Goal: Find every line in the items that contains the word "handle" and copy each of those lines.

# # # # # # #

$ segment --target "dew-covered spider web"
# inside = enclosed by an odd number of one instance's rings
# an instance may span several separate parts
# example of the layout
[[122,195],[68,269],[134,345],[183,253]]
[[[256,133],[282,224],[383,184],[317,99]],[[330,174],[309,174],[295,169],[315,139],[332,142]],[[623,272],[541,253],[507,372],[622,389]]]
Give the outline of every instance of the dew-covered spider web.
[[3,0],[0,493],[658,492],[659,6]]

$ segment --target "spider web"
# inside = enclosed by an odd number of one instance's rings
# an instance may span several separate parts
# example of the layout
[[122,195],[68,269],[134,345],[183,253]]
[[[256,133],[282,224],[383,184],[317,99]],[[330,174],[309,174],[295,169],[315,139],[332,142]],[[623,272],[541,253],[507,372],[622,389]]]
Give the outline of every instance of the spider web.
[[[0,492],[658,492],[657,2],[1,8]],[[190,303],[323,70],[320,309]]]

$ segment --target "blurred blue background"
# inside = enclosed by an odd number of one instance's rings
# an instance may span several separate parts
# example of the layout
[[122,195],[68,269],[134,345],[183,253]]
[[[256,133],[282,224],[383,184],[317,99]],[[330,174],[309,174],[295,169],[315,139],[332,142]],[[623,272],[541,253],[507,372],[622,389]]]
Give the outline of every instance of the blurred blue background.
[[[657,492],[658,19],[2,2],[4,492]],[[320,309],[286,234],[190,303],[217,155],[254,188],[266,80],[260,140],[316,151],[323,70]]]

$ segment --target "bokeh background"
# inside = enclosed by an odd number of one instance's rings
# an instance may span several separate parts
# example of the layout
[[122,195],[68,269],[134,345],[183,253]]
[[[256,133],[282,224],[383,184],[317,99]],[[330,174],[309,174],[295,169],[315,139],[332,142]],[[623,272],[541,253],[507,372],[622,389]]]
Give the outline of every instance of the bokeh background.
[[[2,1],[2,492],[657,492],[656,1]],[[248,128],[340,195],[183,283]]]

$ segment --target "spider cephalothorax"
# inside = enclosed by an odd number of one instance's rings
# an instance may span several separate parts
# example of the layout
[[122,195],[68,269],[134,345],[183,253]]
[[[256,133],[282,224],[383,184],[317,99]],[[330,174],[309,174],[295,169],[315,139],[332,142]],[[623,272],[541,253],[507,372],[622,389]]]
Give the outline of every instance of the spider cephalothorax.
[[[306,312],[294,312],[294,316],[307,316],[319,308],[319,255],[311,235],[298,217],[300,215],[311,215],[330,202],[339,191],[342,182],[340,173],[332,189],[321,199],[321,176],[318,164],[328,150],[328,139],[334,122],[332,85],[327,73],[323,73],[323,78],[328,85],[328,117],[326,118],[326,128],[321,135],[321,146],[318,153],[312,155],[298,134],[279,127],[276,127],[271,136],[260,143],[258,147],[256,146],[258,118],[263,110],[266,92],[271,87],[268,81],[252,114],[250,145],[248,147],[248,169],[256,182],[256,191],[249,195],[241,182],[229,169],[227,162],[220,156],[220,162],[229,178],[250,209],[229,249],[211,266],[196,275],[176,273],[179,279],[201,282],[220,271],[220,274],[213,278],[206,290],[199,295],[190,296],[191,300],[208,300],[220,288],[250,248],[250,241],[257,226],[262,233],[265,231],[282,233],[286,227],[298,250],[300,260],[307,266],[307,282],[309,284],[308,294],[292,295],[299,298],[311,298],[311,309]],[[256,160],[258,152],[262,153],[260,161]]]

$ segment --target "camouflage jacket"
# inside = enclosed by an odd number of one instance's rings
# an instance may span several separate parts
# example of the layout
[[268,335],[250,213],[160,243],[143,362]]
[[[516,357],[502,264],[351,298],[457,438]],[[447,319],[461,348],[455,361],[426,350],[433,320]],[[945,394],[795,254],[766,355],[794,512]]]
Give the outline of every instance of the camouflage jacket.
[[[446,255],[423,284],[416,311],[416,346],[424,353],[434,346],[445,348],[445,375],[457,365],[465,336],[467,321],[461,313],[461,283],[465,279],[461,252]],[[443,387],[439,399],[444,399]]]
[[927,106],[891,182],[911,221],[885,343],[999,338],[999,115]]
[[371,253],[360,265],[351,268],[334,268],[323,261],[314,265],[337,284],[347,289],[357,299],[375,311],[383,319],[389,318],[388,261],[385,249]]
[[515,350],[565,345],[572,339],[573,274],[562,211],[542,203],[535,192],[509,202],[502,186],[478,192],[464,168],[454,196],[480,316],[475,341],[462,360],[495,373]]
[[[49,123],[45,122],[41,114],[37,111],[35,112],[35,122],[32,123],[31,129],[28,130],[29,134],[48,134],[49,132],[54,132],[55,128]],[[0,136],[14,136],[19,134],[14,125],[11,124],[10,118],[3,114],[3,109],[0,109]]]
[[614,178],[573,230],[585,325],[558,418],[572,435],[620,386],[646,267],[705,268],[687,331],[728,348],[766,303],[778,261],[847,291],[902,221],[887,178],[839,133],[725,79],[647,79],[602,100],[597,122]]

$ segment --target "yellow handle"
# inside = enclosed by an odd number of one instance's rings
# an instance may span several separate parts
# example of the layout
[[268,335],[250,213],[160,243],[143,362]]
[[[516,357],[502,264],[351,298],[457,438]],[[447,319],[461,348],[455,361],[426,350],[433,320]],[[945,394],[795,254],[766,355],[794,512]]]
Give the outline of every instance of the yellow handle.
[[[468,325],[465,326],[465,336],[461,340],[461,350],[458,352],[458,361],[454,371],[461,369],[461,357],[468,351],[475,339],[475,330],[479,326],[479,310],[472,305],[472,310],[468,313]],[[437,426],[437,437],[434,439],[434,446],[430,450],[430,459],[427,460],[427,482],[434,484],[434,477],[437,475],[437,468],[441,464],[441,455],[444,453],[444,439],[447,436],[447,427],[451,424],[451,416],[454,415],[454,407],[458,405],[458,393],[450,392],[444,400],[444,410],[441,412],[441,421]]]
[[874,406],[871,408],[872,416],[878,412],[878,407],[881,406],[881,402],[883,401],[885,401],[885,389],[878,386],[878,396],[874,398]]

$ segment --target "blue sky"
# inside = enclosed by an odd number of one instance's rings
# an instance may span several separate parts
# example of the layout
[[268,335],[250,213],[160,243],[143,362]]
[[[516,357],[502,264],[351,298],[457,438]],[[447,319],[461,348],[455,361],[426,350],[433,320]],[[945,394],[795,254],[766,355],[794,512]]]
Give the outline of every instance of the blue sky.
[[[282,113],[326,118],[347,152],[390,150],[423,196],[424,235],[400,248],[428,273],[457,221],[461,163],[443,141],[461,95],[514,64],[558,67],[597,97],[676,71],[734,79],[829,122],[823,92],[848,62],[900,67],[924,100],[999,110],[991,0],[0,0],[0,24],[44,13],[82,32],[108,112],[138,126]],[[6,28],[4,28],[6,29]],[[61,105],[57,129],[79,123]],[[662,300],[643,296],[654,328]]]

# # # # # # #

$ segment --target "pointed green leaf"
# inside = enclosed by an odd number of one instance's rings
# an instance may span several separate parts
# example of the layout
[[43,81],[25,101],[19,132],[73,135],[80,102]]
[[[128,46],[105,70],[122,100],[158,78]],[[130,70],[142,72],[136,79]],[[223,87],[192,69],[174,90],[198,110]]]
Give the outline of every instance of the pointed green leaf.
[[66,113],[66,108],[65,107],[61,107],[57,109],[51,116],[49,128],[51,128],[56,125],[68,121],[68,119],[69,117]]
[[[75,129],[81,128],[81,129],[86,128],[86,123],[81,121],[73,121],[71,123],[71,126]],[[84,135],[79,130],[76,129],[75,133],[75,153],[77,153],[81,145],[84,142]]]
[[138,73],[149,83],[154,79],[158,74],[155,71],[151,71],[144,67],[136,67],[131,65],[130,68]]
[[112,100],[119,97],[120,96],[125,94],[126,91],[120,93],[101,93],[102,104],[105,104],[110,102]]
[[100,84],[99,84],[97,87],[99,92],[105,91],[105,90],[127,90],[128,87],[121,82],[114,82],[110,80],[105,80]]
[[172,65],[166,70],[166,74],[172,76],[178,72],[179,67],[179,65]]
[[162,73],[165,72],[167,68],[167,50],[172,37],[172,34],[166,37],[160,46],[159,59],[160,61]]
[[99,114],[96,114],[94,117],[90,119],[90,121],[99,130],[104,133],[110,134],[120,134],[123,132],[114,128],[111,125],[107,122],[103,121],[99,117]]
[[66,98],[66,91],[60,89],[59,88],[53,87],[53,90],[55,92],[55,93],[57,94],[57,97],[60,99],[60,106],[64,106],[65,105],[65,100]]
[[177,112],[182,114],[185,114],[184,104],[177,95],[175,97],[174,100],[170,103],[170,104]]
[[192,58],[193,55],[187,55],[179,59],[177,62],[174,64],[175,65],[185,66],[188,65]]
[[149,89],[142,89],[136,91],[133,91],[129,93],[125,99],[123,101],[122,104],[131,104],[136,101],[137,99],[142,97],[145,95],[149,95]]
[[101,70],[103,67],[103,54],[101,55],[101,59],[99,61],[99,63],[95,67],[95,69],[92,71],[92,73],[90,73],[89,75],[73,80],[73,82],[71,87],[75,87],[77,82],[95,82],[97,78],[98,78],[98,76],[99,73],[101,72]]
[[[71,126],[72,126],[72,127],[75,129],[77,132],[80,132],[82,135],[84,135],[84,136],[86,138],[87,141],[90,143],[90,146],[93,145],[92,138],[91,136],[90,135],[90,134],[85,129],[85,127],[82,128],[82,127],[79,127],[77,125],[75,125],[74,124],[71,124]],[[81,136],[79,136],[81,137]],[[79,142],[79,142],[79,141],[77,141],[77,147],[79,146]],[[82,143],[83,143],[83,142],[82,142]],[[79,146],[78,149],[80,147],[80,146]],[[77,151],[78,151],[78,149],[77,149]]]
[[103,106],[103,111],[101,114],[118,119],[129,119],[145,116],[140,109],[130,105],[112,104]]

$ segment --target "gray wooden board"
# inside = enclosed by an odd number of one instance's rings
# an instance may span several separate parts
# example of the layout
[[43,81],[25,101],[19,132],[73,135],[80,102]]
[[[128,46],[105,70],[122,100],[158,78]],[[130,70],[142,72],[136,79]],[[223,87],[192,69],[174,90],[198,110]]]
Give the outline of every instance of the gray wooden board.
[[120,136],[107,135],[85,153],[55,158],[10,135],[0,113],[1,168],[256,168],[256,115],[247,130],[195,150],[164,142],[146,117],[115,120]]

# # # # # # #

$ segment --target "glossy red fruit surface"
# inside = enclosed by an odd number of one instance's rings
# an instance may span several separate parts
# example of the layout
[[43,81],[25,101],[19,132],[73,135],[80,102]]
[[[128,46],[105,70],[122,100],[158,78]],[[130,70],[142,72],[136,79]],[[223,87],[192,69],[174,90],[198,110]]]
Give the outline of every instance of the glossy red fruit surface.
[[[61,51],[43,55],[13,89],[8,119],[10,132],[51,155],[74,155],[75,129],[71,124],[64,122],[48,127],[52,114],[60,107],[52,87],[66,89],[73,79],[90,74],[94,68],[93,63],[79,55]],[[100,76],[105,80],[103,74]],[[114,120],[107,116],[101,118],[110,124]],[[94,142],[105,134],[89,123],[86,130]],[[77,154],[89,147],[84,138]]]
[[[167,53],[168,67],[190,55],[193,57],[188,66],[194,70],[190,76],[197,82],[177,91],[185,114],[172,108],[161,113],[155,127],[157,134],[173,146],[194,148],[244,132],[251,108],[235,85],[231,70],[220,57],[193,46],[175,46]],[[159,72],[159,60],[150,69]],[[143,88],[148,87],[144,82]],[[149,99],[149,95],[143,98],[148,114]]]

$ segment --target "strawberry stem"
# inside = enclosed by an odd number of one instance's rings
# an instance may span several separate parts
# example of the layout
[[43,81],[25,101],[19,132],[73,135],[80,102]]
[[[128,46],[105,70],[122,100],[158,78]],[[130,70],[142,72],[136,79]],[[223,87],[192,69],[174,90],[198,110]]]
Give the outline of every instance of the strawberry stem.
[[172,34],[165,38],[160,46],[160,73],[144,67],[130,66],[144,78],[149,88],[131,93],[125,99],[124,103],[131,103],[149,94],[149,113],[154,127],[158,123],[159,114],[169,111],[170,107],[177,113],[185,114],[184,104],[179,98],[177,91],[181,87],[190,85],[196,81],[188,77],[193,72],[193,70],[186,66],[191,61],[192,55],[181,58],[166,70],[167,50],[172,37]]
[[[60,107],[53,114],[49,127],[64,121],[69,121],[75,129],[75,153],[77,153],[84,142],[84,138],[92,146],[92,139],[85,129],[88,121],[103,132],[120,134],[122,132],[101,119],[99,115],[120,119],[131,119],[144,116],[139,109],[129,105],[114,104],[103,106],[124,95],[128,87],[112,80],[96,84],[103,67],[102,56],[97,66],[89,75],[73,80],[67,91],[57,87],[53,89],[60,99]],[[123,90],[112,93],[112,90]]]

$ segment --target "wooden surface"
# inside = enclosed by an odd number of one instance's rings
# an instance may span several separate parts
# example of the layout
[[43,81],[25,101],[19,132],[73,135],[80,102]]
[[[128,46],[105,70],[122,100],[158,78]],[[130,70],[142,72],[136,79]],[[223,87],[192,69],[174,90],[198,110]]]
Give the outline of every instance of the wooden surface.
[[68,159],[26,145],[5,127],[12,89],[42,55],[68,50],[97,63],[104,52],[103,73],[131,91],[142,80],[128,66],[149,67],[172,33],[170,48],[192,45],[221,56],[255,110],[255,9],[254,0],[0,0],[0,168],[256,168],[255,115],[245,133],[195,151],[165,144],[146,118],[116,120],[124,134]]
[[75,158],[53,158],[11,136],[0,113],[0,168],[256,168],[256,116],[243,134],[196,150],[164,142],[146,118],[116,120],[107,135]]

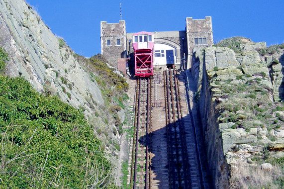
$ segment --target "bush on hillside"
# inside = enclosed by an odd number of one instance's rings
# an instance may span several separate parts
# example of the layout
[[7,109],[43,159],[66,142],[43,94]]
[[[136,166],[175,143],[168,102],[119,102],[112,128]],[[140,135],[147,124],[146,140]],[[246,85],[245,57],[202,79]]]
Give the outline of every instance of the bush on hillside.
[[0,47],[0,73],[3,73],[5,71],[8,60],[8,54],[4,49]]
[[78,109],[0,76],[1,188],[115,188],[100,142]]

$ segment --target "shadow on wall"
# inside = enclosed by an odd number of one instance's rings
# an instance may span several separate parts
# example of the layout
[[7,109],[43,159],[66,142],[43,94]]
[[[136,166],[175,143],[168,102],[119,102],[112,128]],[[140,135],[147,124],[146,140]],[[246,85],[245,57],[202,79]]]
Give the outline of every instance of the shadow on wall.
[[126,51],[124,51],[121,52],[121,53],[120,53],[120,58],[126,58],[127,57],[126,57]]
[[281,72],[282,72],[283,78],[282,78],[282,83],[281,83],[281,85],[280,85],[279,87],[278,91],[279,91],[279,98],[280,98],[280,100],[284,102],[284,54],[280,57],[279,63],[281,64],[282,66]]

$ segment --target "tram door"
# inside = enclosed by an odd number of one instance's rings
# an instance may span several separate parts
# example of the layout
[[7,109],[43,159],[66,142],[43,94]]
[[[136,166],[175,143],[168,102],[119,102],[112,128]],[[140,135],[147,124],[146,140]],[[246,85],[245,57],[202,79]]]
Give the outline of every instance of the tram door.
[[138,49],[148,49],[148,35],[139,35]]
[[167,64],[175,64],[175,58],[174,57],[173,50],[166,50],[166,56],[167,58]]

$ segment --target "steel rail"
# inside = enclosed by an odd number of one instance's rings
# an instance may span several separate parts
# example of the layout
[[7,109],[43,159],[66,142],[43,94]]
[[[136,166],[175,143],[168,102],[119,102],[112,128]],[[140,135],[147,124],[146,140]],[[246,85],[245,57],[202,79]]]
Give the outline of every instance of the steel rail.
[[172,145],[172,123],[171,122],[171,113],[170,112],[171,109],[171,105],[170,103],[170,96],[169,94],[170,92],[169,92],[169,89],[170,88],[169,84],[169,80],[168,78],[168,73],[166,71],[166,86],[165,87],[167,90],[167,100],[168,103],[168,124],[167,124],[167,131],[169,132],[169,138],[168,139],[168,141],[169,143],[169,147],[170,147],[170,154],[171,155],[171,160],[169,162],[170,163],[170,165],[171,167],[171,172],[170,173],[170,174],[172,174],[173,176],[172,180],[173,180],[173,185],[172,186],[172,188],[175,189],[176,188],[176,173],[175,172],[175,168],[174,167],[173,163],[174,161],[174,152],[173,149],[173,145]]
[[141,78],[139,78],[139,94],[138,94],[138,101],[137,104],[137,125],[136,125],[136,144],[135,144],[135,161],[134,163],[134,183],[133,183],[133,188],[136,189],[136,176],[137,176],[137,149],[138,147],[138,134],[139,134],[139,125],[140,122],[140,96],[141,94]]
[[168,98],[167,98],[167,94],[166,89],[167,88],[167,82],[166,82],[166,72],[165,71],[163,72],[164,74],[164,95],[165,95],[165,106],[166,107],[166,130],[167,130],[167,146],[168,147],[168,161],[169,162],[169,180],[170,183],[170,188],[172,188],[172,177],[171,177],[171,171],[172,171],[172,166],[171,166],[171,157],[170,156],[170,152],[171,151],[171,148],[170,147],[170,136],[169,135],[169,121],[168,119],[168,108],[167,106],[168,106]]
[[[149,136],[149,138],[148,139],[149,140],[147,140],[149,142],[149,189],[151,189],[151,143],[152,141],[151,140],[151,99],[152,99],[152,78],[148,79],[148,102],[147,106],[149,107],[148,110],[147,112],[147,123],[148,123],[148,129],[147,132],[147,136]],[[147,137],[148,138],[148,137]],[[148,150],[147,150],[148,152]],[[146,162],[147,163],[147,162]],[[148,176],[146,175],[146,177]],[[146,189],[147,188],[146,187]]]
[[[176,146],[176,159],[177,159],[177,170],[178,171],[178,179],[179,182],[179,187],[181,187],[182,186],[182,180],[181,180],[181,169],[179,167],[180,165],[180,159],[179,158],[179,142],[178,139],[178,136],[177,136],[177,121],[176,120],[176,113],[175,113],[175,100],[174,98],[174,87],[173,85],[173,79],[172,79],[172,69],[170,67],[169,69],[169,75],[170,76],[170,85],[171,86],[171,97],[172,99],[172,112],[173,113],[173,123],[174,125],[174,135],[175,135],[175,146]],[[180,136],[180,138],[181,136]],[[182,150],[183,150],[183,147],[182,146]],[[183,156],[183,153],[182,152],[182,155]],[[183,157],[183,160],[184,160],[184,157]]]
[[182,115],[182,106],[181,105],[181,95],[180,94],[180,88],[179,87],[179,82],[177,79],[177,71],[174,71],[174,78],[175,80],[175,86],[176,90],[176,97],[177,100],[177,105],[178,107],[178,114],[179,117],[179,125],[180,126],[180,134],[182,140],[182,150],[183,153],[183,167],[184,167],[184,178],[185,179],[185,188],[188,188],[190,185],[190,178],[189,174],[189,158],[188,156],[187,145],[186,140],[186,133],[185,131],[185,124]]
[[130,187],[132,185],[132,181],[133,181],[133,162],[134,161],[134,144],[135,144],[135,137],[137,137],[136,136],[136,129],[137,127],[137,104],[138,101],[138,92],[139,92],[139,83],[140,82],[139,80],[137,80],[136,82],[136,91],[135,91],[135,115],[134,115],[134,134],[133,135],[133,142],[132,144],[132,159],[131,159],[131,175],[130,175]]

# # # # # # #

Solution to the problem:
$ segment --target "yellow handle"
Give the outline of every instance of the yellow handle.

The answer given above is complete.